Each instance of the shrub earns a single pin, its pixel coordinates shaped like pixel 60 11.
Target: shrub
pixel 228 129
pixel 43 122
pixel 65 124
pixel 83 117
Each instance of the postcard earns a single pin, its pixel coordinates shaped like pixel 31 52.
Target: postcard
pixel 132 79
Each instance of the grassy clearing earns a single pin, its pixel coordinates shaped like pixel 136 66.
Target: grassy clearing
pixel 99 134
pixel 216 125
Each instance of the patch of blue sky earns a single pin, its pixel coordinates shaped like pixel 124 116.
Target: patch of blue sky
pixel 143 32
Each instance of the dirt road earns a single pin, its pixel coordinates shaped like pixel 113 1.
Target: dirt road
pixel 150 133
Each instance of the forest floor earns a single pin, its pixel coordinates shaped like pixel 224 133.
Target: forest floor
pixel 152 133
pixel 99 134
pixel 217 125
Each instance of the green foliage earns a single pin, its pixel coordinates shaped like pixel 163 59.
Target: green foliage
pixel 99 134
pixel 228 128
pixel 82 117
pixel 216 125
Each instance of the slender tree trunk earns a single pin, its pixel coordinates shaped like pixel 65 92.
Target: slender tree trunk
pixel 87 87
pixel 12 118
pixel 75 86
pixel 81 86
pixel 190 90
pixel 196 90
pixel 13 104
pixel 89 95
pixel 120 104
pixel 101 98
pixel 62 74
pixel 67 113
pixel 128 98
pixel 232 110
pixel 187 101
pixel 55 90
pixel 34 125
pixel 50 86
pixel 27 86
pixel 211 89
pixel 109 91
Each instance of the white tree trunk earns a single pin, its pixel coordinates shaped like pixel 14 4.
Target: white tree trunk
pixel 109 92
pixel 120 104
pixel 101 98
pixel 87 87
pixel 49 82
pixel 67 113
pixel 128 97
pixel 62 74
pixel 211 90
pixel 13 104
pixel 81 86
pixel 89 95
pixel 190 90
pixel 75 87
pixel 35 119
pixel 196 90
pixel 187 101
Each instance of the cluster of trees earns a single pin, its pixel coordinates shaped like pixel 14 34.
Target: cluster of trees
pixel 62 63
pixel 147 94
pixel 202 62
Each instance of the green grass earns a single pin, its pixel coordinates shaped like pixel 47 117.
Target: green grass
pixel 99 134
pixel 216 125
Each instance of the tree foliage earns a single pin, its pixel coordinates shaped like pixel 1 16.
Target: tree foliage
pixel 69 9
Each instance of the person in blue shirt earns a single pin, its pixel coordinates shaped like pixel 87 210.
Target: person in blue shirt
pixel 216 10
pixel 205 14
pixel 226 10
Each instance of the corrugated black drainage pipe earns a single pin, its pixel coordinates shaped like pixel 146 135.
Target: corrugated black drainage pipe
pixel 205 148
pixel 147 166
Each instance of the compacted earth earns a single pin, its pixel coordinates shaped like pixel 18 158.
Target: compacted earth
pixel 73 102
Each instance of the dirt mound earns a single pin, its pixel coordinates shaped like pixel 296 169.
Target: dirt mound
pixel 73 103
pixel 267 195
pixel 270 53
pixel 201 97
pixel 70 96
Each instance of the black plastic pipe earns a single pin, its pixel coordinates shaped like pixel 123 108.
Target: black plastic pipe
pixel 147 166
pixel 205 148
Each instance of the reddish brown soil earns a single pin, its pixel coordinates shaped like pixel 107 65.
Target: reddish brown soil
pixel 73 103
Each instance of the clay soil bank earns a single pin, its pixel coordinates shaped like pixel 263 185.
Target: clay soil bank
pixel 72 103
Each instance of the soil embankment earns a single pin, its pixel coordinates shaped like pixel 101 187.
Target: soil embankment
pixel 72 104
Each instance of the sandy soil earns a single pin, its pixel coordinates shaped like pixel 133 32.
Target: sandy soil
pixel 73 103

— DIRECTIVE —
Copy all of the data above line for line, without any changes.

— EXPECTED ANSWER —
Each instance of the shrub earns a single pin, its pixel coordinates shaped like pixel 60 11.
Target: shrub
pixel 228 129
pixel 43 122
pixel 65 124
pixel 83 117
Each instance of the postcard earns a single pin, its pixel coordinates shaped like pixel 31 52.
Target: postcard
pixel 132 79
Each instance of the grassy clearing earns a single pin, its pixel coordinates shaped like pixel 136 66.
Target: grassy clearing
pixel 99 134
pixel 216 125
Each instance of the patch of blue sky earns a single pin, its pixel coordinates shaped like pixel 124 116.
Target: patch of blue sky
pixel 143 32
Each instance of the dirt road earns a single pin, its pixel coordinates shaped like pixel 113 1.
Target: dirt road
pixel 150 133
Each instance of the forest floor earns a single pin, its pixel coordinates shaped like pixel 224 133.
Target: forest floor
pixel 152 133
pixel 99 134
pixel 217 125
Each instance of the green foliage earns a single pin, its pixel coordinates shaped like pixel 163 59.
Target: green foliage
pixel 99 134
pixel 228 128
pixel 82 117
pixel 216 125
Each instance of the slender tree trunk earns a single pin, its pixel coordinates shaped like pixel 65 92.
Target: slender tree trunk
pixel 87 87
pixel 12 118
pixel 75 86
pixel 81 86
pixel 190 90
pixel 196 90
pixel 13 104
pixel 89 95
pixel 120 104
pixel 101 98
pixel 62 74
pixel 67 113
pixel 128 98
pixel 232 110
pixel 187 101
pixel 55 90
pixel 34 125
pixel 50 86
pixel 27 86
pixel 211 89
pixel 109 91
Each instance of the white tree trunk earns a single pin, its pixel coordinates shaped like pixel 14 4.
Target: white tree trunk
pixel 109 92
pixel 120 104
pixel 101 98
pixel 87 87
pixel 49 82
pixel 67 113
pixel 128 97
pixel 62 74
pixel 211 90
pixel 13 104
pixel 81 86
pixel 89 95
pixel 190 90
pixel 75 87
pixel 35 119
pixel 196 90
pixel 187 101
Each instance of the cluster of trees earns a single pin, its pixel coordinates shaped like pixel 14 34.
Target: cluster of trees
pixel 62 63
pixel 147 94
pixel 202 62
Each instance of the green grass earns a single pin, its pixel coordinates shaped like pixel 47 117.
Target: green grass
pixel 99 134
pixel 216 125
Each instance of the tree foliage earns a single pin, its pixel coordinates shaped like pixel 1 16.
Target: tree foliage
pixel 69 9
Each instance of the person in blue shirt earns a single pin, its pixel coordinates shaped like pixel 87 210.
Target: person in blue shirt
pixel 216 10
pixel 205 14
pixel 226 10
Each instance of the corrugated black drainage pipe earns a single pin, its pixel coordinates shaped like pixel 146 135.
Target: corrugated black drainage pipe
pixel 205 148
pixel 147 166
Each instance of the compacted earth earns a single pin, its pixel coordinates shaped like pixel 18 158.
Target: compacted earth
pixel 73 102
Each instance of the dirt mound earns a single pin, its pixel coordinates shaped like pixel 296 169.
Target: dirt mound
pixel 73 103
pixel 267 195
pixel 270 53
pixel 201 97
pixel 70 96
Each instance of the black plastic pipe earns a single pin, its pixel coordinates shaped like pixel 123 108.
Target: black plastic pipe
pixel 147 166
pixel 205 148
Each instance of the reddish brown soil earns a single pin, its pixel coordinates shaped like pixel 107 65.
Target: reddish brown soil
pixel 73 103
Each instance of the clay soil bank earns a single pin, its pixel coordinates shaped like pixel 263 185.
Target: clay soil bank
pixel 72 103
Each instance of the soil embankment earns a single pin, its pixel coordinates shaped like pixel 101 187.
Target: soil embankment
pixel 72 104
Each instance of the sandy soil earns a single pin, its pixel coordinates shaped like pixel 133 32.
Target: sandy soil
pixel 73 103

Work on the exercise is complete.